(Data drawn from a collection)
..............................
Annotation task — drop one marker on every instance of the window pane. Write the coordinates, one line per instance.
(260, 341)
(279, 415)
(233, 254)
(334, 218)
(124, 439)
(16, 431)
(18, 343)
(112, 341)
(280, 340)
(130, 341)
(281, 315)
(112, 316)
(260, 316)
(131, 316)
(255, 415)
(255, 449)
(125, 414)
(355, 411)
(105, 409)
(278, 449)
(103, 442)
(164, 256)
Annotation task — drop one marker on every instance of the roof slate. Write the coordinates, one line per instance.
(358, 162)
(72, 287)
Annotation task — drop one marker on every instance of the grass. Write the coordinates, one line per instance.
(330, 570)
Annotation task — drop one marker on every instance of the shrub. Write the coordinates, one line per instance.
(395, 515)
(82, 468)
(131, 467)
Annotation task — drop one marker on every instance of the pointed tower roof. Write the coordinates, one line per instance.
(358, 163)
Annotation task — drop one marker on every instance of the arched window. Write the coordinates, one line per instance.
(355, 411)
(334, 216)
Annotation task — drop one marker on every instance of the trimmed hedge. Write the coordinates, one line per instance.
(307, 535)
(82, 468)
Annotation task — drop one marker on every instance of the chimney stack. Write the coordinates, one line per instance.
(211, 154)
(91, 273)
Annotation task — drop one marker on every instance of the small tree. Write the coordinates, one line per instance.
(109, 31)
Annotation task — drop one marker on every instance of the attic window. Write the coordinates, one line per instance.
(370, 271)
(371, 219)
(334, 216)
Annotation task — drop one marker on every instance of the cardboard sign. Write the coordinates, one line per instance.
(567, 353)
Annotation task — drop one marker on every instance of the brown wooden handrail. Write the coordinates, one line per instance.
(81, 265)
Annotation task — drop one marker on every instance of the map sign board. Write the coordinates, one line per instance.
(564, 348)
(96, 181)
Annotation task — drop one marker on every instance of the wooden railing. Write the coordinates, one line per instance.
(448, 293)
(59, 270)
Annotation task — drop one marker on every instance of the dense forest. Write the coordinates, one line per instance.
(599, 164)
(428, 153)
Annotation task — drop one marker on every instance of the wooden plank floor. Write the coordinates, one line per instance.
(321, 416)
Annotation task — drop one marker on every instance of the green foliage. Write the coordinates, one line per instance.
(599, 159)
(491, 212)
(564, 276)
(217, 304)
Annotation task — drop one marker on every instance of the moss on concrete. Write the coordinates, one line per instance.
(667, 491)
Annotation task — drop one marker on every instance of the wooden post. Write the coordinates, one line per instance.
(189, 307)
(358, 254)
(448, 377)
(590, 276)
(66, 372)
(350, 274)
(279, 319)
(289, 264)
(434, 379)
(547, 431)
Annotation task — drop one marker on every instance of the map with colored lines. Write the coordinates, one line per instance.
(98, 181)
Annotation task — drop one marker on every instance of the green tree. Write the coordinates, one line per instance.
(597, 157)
..............................
[Your objective] Return all of the rows above word for word, keeping each one on its own line and in the same order.

[Complete answer]
Annotation task — drop one marker on every instance of the window pane. Write the coordinates, one line per instance.
(260, 341)
(279, 415)
(233, 254)
(334, 218)
(124, 439)
(16, 431)
(18, 343)
(112, 341)
(280, 340)
(130, 341)
(281, 315)
(112, 316)
(260, 316)
(131, 316)
(255, 415)
(255, 449)
(125, 414)
(355, 411)
(105, 409)
(278, 449)
(103, 442)
(164, 256)
Annotation task — drop one marker on every instance of the roof slate. Write the coordinates, one line per instance.
(358, 162)
(72, 287)
Annotation task — drop one marker on every instance of the grass. Write the coordinates, one line per instance.
(330, 570)
Annotation task — drop one marker on every instance of the shrub. Write the coordinates, one line per instance.
(395, 515)
(82, 468)
(131, 467)
Annotation task — drop one marker on every instance of the pointed tower roof. Write the coordinates, one line per instance.
(358, 163)
Annotation task — drop one marker on every instance of the arched window. Write the coordinates, one line per instance.
(355, 411)
(334, 216)
Annotation task — drop one marker on every instance of the trimmed hedge. Write the coordinates, one line per instance.
(307, 535)
(82, 468)
Annotation task — drop one marker on every instance of the chimney stack. Write the coordinates, one line per instance.
(211, 154)
(91, 273)
Annotation task — drop one marker on every instance of the small tree. Write the coordinates, one line per instance.
(109, 31)
Annotation task — drop one marker on every instance of the attic window. Write the coordinates, one line per instance.
(370, 271)
(371, 219)
(334, 216)
Annotation task — drop one marker on every instance of the cardboard sign. Write the coordinates, one line per instance.
(567, 353)
Annotation task — drop one marker on every instance of the brown wooden handrail. Write the coordinates, one line per instance.
(81, 265)
Annotation task — drop one marker on every instance of the map sign board. Write the coordinates, one line per instance.
(564, 348)
(96, 181)
Annotation task — drop one marker on every instance of the wooden railing. Write the coordinates, one line per instance.
(448, 293)
(59, 270)
Annotation task — drop one marker on every instance of the dense forest. Write the coordinates, one line per instance.
(599, 164)
(428, 153)
Annotation task — drop one marker on every instance of the wooden plank floor. Write the coordinates, one line per instance.
(321, 416)
Annotation task — drop one marker on every instance of the green foliage. Write the coordinates, one line per instance.
(599, 159)
(491, 212)
(564, 276)
(217, 304)
Annotation task — drop one marker on every instance of the moss on concrete. Write the coordinates, one line per instance.
(667, 491)
Annotation task — drop one marker on every instance of the wooden post. Write the coordinates, one line per instance.
(189, 307)
(358, 254)
(448, 377)
(590, 276)
(66, 372)
(350, 274)
(279, 319)
(289, 264)
(434, 379)
(547, 431)
Annotation task — drop one marker on every instance of the map with colored lines. Write the coordinates, one line per instance.
(98, 181)
Annotation task — drop one marker on every instance of the green tree. Write the coordinates, one line per instance.
(597, 157)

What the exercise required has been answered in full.